— What this task involves —
Find each line in the rows below that contains the word "large", and copy those lines out. Capital and lowercase letters count as different.

— Excerpted data —
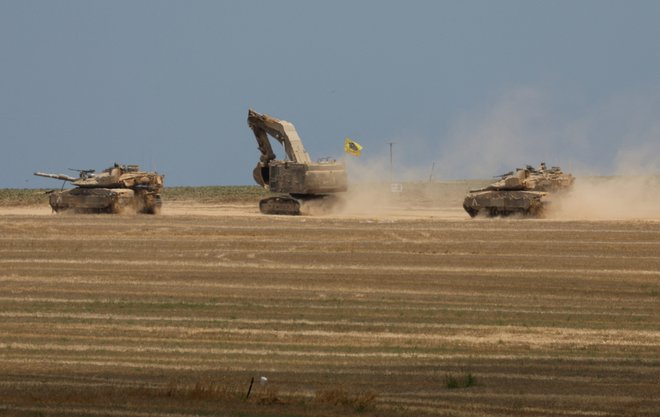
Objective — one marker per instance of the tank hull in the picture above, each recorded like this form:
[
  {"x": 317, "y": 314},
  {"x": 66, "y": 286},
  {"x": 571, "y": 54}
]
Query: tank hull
[
  {"x": 504, "y": 203},
  {"x": 105, "y": 200}
]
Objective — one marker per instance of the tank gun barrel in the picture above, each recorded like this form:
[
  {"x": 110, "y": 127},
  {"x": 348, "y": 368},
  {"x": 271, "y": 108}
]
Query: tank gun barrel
[{"x": 55, "y": 176}]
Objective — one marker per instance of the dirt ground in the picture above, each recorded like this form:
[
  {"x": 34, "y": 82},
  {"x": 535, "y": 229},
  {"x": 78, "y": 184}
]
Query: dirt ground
[{"x": 411, "y": 311}]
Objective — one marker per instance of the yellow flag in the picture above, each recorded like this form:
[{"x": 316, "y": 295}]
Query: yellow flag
[{"x": 352, "y": 147}]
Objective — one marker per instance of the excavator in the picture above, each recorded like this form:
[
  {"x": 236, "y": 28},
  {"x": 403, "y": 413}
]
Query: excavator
[{"x": 297, "y": 179}]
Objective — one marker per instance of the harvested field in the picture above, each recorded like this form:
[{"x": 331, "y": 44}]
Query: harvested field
[{"x": 408, "y": 313}]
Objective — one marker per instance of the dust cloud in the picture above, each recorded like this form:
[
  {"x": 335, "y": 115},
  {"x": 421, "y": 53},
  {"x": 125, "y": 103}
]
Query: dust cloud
[{"x": 609, "y": 198}]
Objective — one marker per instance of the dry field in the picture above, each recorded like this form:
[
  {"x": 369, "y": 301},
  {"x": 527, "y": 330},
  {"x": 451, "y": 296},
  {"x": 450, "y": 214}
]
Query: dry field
[{"x": 406, "y": 313}]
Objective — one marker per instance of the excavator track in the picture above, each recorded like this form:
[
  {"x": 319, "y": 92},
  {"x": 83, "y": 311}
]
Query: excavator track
[{"x": 280, "y": 205}]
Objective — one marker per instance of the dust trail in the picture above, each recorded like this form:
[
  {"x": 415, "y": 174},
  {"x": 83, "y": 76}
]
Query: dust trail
[{"x": 609, "y": 198}]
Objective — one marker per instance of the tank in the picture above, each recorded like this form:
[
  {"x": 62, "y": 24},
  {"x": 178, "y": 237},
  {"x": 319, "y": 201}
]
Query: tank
[
  {"x": 523, "y": 192},
  {"x": 116, "y": 189}
]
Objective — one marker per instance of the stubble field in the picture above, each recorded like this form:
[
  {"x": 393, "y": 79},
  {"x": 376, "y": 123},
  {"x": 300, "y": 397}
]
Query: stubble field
[{"x": 412, "y": 312}]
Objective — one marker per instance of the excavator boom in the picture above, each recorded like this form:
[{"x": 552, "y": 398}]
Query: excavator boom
[
  {"x": 297, "y": 176},
  {"x": 284, "y": 132}
]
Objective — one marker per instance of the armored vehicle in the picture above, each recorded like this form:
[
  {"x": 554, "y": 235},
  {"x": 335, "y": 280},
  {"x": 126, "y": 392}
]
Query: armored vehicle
[
  {"x": 296, "y": 179},
  {"x": 114, "y": 190},
  {"x": 522, "y": 192}
]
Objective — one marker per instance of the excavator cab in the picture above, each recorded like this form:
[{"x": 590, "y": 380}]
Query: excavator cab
[{"x": 300, "y": 179}]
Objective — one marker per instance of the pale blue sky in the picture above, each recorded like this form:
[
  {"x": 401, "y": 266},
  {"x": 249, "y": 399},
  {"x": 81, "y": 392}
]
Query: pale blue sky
[{"x": 475, "y": 86}]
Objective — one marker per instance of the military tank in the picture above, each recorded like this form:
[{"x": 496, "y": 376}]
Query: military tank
[
  {"x": 521, "y": 192},
  {"x": 114, "y": 190}
]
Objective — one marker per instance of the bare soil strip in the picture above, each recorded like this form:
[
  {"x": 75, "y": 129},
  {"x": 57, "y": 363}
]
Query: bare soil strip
[{"x": 411, "y": 314}]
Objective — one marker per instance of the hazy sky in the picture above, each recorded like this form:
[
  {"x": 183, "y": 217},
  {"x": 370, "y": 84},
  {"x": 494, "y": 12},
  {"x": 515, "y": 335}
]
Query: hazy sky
[{"x": 475, "y": 87}]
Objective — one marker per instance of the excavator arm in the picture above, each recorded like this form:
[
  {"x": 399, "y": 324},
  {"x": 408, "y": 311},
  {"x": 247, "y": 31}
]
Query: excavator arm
[{"x": 284, "y": 132}]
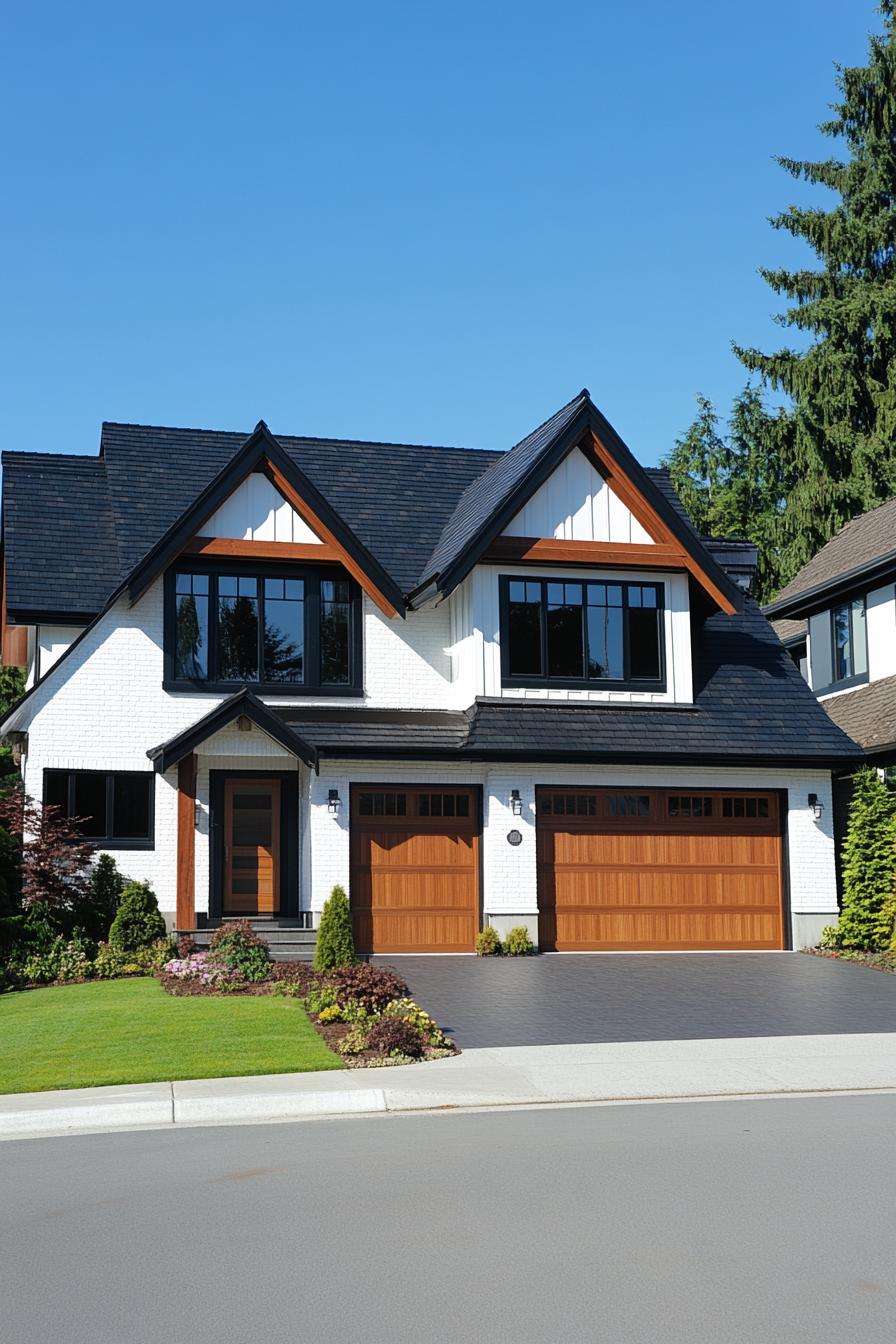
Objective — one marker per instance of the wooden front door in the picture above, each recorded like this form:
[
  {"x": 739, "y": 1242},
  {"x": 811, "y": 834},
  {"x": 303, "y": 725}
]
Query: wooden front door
[
  {"x": 658, "y": 868},
  {"x": 251, "y": 847},
  {"x": 415, "y": 862}
]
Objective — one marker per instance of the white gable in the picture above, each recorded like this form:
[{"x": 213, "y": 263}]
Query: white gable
[
  {"x": 258, "y": 512},
  {"x": 575, "y": 504}
]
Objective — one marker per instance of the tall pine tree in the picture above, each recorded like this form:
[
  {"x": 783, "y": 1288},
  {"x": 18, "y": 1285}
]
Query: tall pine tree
[
  {"x": 838, "y": 434},
  {"x": 734, "y": 484}
]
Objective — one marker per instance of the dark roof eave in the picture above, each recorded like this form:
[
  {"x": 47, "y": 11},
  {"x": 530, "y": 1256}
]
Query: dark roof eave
[
  {"x": 169, "y": 753},
  {"x": 828, "y": 761},
  {"x": 816, "y": 598}
]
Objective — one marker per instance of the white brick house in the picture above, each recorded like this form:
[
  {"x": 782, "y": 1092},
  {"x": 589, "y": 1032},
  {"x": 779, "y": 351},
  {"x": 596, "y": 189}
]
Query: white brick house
[{"x": 470, "y": 687}]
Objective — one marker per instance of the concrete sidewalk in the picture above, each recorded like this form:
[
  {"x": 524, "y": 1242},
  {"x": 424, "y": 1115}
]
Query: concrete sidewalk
[{"x": 519, "y": 1075}]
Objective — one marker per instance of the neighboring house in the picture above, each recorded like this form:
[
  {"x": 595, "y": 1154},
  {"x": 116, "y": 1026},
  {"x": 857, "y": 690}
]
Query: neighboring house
[
  {"x": 473, "y": 687},
  {"x": 837, "y": 618}
]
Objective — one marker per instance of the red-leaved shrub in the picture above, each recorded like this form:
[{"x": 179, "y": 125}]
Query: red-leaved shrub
[
  {"x": 395, "y": 1036},
  {"x": 372, "y": 987}
]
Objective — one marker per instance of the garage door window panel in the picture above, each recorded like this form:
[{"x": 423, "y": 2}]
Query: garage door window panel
[{"x": 571, "y": 633}]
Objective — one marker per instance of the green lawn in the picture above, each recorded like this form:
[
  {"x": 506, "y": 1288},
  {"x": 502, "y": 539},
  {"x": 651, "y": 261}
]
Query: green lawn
[{"x": 130, "y": 1031}]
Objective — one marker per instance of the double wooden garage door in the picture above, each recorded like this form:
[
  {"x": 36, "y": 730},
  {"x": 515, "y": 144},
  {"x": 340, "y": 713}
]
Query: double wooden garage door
[
  {"x": 656, "y": 868},
  {"x": 415, "y": 868},
  {"x": 618, "y": 870}
]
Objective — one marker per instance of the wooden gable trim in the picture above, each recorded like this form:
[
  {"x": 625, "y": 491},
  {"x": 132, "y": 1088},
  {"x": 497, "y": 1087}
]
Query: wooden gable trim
[
  {"x": 550, "y": 550},
  {"x": 622, "y": 485},
  {"x": 262, "y": 550},
  {"x": 14, "y": 644},
  {"x": 332, "y": 542}
]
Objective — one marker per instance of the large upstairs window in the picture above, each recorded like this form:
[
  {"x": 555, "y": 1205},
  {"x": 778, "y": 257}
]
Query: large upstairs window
[
  {"x": 556, "y": 632},
  {"x": 849, "y": 643},
  {"x": 290, "y": 631}
]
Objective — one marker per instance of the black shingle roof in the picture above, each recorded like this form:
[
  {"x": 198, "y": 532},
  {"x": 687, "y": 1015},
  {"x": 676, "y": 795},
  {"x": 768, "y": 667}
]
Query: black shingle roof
[
  {"x": 865, "y": 542},
  {"x": 407, "y": 504},
  {"x": 480, "y": 500},
  {"x": 112, "y": 510},
  {"x": 58, "y": 534},
  {"x": 750, "y": 704}
]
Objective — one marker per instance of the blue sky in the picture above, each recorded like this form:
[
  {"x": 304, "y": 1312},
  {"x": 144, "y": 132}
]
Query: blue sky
[{"x": 396, "y": 221}]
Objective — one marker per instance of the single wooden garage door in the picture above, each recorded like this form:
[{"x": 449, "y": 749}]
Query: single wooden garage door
[
  {"x": 415, "y": 862},
  {"x": 653, "y": 868}
]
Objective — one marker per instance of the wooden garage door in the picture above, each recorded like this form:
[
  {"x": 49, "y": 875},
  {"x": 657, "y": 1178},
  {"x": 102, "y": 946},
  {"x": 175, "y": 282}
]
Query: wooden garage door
[
  {"x": 654, "y": 868},
  {"x": 415, "y": 859}
]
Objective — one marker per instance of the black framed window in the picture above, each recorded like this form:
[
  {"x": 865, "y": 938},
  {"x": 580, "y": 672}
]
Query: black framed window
[
  {"x": 278, "y": 628},
  {"x": 579, "y": 633},
  {"x": 849, "y": 643},
  {"x": 116, "y": 807}
]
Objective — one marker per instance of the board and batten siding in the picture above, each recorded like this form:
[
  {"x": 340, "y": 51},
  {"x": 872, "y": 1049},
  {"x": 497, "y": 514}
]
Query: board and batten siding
[
  {"x": 476, "y": 648},
  {"x": 258, "y": 512},
  {"x": 575, "y": 504}
]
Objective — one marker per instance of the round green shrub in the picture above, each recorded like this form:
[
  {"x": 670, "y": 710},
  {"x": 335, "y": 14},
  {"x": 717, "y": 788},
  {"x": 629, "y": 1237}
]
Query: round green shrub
[
  {"x": 335, "y": 937},
  {"x": 488, "y": 942},
  {"x": 139, "y": 922},
  {"x": 517, "y": 942}
]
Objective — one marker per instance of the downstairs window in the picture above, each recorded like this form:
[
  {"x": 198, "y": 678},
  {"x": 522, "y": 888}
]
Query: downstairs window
[{"x": 117, "y": 807}]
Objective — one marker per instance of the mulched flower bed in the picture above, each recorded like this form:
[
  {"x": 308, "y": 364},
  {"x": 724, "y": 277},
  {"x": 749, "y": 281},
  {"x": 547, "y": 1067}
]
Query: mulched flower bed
[
  {"x": 884, "y": 961},
  {"x": 378, "y": 991}
]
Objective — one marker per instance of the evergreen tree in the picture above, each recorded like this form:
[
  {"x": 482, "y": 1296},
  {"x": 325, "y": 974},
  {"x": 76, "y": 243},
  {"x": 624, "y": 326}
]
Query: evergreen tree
[
  {"x": 732, "y": 484},
  {"x": 838, "y": 433},
  {"x": 869, "y": 866},
  {"x": 335, "y": 937}
]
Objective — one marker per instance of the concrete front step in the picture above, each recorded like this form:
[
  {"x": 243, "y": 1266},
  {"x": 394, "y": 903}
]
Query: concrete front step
[{"x": 285, "y": 938}]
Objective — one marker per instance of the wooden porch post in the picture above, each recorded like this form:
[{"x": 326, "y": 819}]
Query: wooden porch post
[{"x": 187, "y": 843}]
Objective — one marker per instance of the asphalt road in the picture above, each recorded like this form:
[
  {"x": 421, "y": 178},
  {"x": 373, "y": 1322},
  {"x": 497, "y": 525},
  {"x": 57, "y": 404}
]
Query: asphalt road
[{"x": 748, "y": 1222}]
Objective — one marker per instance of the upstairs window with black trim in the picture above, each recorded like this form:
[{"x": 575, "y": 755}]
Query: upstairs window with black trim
[
  {"x": 289, "y": 631},
  {"x": 555, "y": 632},
  {"x": 116, "y": 807},
  {"x": 849, "y": 643}
]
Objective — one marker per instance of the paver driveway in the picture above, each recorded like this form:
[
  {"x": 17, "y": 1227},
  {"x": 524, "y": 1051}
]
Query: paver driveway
[{"x": 568, "y": 999}]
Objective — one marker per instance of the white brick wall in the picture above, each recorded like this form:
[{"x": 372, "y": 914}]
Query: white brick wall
[{"x": 105, "y": 706}]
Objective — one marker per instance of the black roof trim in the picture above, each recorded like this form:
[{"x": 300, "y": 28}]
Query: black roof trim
[
  {"x": 586, "y": 417},
  {"x": 259, "y": 446},
  {"x": 817, "y": 597},
  {"x": 35, "y": 616},
  {"x": 242, "y": 703}
]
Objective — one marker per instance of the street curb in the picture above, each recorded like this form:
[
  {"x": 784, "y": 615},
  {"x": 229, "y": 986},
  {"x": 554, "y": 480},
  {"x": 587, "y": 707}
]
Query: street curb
[{"x": 478, "y": 1079}]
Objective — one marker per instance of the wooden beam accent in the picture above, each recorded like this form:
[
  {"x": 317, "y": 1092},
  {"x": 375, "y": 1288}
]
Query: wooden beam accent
[
  {"x": 186, "y": 915},
  {"x": 262, "y": 550},
  {"x": 648, "y": 516},
  {"x": 14, "y": 643},
  {"x": 324, "y": 532},
  {"x": 607, "y": 554}
]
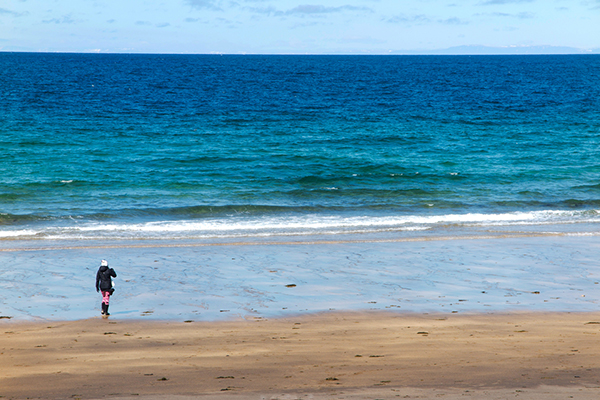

— Problem solution —
Objective — one marker per instance of the large upstairs window in the picture above, each recorded like this form:
Query: large upstairs window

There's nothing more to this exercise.